══ Texto apresentado ══
A justificativa de Vermeule para uma ação estatal robusta foi muito útil durante a "guerra global contra o terror". Com outro jurista, Eric Posner, ele defendeu um executivo sem restrições diante das ameaças à segurança nacional. Em "O Executivo Sem Limites" (2010), eles rejeitaram o esquema de James Madison de separação de poderes, alinhando-se, em vez disso, com Alexander Hamilton, que acreditava que a "energia" no executivo era indispensável para um "bom governo". "Sem limites" não deveria significar "ilimitado": Posner e Vermeule argumentaram que a "opinião pública" atuaria como a restrição final a um presidente descontrolado. Isso pareceu um tanto ingênuo, dadas as óbvias patologias do sistema midiático americano e a ascensão de empreendedores da polarização. Infelizmente, menos ingênua foi a declaração de que "se o presidente puder afirmar de forma crível ao público que uma violação era necessária, então é improvável que o público se importe muito com as minúcias legais" – uma descrição tão sucinta quanto qualquer uma das reações dos americanos à tortura sob o governo de George W. Bush.
Após se converter do episcopalianismo ao catolicismo em 2016 – alegando que não havia um ponto estável entre o ateísmo e o catolicismo – Vermeule desenvolveu uma presença online dedicada a provocar e irritar os liberais. Ele gostava de citar as declarações mais incendiárias de reacionários franceses do século XIX, como Louis Veuillot e Joseph de Maistre (por exemplo, a soberania “é sempre uma, inviolável e absoluta”). Acima de tudo, passou a discutir sua preferência final pelo integralismo católico: a subordinação do Estado à Igreja. Propôs vários esquemas autoritários, sempre com algum grau de plausibilidade de negação. Sua solução sugerida para a disfunção política em Washington era que os EUA seguissem o exemplo das cidades-estado italianas medievais e nomeassem um podestà, um estrangeiro que receberia poderes executivos e judiciais para colocar a casa em ordem. Seu candidato preferido para o cargo era Eduard Karl Joseph Michael Marcus Antonius Koloman Volkhold Maria Habsburg-Lothringen, embaixador da Hungria junto à Santa Sé. O plano B, caso Habsburgo se mostrasse indisponível, era o comandante da Guarda Suíça Pontifícia.
Como analista do Estado administrativo moderno, Vermeule defendia há muito tempo a ideia de que juízes e legisladores deveriam acatar a autoridade dos reguladores, sob o argumento de que somente estes possuem a expertise necessária para lidar com desafios políticos complexos. Isso o colocava em um dos lados de um debate sobre o papel dos burocratas nos Estados democráticos, debate esse que se arrastava desde pelo menos o início do século XX. Durante décadas, os republicanos reclamaram que os presidentes eram incapazes de exercer o devido controle sobre a burocracia estatal, pois os chefes de órgãos governamentais só podiam ser demitidos “por justa causa” (e não por discordarem do programa político do presidente).
═══
══ Dados extraídos ══
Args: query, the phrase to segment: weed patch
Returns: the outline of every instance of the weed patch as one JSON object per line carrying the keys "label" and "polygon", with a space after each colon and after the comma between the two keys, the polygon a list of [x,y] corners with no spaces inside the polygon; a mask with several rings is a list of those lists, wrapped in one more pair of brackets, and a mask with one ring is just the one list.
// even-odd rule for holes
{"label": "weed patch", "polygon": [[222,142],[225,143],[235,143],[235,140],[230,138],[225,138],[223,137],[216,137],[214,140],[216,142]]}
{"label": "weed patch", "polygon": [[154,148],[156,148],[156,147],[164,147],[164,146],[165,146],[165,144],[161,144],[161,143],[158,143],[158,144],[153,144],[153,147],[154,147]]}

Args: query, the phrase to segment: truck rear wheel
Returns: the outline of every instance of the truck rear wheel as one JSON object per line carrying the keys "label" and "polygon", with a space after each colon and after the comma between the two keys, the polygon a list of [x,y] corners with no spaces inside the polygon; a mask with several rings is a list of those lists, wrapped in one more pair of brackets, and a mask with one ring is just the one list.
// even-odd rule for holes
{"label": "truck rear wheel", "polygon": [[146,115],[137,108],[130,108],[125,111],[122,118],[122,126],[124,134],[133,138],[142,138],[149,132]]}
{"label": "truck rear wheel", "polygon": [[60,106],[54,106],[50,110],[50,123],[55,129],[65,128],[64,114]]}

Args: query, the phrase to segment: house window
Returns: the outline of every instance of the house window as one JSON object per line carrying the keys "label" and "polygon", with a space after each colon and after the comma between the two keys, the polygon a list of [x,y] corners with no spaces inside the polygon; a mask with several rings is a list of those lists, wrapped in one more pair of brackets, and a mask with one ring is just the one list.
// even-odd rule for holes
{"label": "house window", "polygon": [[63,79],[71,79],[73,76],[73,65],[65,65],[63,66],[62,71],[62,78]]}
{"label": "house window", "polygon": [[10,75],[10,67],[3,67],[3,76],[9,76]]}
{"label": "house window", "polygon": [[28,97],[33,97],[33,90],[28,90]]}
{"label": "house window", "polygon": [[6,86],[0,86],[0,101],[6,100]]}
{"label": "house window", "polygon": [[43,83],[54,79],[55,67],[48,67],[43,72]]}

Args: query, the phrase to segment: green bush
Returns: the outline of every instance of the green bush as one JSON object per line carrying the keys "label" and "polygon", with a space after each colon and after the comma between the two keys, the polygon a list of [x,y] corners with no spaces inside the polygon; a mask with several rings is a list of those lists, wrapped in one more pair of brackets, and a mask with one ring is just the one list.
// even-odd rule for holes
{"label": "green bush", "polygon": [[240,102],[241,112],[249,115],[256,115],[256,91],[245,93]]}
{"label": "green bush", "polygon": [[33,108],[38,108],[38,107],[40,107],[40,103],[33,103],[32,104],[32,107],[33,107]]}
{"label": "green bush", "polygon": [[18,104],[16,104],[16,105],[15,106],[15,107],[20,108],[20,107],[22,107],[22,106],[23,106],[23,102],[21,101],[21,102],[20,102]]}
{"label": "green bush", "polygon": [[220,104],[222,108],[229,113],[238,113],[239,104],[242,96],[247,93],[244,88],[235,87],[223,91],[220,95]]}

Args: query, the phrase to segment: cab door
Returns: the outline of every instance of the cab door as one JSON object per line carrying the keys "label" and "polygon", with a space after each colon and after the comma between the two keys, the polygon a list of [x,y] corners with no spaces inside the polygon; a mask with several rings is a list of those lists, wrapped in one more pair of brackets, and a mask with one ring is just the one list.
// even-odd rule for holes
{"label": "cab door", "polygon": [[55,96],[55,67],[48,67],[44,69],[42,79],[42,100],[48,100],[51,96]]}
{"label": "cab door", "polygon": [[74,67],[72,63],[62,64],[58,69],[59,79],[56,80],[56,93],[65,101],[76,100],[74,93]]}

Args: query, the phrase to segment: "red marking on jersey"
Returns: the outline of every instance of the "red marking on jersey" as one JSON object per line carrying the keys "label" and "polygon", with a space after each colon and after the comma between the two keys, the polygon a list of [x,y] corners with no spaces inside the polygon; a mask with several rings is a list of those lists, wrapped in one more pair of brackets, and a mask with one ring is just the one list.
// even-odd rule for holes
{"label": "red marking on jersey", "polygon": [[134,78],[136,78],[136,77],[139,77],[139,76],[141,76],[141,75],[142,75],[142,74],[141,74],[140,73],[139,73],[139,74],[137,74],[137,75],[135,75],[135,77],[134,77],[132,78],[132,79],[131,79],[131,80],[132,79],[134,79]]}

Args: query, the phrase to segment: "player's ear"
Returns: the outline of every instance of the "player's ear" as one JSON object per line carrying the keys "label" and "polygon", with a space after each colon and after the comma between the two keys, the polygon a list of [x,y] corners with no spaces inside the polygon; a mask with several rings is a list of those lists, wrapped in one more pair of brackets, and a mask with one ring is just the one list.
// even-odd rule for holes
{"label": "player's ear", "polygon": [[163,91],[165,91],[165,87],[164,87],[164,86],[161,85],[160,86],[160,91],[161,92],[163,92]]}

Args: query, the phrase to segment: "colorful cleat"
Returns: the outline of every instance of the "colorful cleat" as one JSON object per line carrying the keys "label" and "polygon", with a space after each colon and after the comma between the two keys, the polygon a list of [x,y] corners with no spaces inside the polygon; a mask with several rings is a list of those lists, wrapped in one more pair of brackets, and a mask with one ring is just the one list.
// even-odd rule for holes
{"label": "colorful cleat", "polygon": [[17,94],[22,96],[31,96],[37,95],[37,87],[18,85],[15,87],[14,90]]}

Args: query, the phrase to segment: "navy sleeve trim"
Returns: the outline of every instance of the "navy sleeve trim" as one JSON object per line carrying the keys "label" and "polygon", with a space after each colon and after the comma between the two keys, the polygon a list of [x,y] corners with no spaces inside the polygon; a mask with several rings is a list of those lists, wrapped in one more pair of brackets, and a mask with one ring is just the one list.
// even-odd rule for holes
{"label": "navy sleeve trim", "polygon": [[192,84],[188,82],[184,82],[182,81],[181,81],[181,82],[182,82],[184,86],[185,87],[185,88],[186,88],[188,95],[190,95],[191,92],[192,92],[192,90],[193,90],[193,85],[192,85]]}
═══
• [Tarefas e exercícios]:
a) Reproduza sem alterações tudo o que vai de "Como analista do" até "político do presidente)." no texto sobre Vermeule.
b) Reúna, copiando-as sem mudanças, todas as linhas dos registros em que aparece a palavra "cleat".
Os registros não têm qualquer relação com o texto.

• [Conjunto de respostas]:
a)
Como analista do Estado administrativo moderno, Vermeule defendia há muito tempo a ideia de que juízes e legisladores deveriam acatar a autoridade dos reguladores, sob o argumento de que somente estes possuem a expertise necessária para lidar com desafios políticos complexos. Isso o colocava em um dos lados de um debate sobre o papel dos burocratas nos Estados democráticos, debate esse que se arrastava desde pelo menos o início do século XX. Durante décadas, os republicanos reclamaram que os presidentes eram incapazes de exercer o devido controle sobre a burocracia estatal, pois os chefes de órgãos governamentais só podiam ser demitidos “por justa causa” (e não por discordarem do programa político do presidente).

b)
Args: query, the phrase to segment: "colorful cleat"
Returns: the outline of every instance of the "colorful cleat" as one JSON object per line carrying the keys "label" and "polygon", with a space after each colon and after the comma between the two keys, the polygon a list of [x,y] corners with no spaces inside the polygon; a mask with several rings is a list of those lists, wrapped in one more pair of brackets, and a mask with one ring is just the one list.
{"label": "colorful cleat", "polygon": [[17,94],[22,96],[31,96],[37,95],[37,87],[18,85],[15,87],[14,90]]}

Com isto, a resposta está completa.